▸ What needs to be done:
Render the entries as a Markdown table with the columns Row and Line, starting with the line with "Return one point per instance of the satchel" and going on through the line with "<point>91,206</point>", skipping any blank lines. Include only those lines.

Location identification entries
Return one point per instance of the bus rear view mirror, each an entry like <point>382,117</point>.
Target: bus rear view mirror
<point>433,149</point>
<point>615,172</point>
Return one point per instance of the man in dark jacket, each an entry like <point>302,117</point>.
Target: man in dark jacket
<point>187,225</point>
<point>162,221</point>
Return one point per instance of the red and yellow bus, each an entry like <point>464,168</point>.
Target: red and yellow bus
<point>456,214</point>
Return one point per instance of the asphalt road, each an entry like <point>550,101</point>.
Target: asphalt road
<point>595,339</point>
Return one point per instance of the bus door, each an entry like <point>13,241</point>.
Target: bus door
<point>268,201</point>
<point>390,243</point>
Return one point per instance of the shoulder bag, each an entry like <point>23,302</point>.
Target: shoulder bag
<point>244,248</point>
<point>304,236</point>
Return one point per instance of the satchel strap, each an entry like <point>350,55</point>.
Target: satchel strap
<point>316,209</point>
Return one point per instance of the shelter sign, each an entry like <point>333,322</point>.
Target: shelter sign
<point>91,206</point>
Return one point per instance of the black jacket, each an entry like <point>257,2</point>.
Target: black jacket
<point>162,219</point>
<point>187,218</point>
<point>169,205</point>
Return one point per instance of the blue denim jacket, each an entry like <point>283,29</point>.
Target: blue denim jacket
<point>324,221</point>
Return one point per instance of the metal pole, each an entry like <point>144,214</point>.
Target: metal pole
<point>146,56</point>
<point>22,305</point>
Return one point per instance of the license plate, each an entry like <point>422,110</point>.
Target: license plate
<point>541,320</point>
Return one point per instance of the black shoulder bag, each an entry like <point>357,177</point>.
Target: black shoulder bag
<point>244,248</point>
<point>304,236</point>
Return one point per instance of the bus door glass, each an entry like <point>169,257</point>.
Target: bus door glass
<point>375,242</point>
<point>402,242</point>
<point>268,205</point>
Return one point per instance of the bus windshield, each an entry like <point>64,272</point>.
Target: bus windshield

▸ Output for this exercise:
| Row | Line |
|---|---|
| 1 | Return one point per instance of the satchel strap, each an entry like <point>350,55</point>. |
| 2 | Target: satchel strap |
| 3 | <point>316,209</point> |
| 4 | Return one point per instance of the shelter sign, each an entry like <point>333,322</point>. |
| 5 | Target: shelter sign |
| 6 | <point>91,206</point> |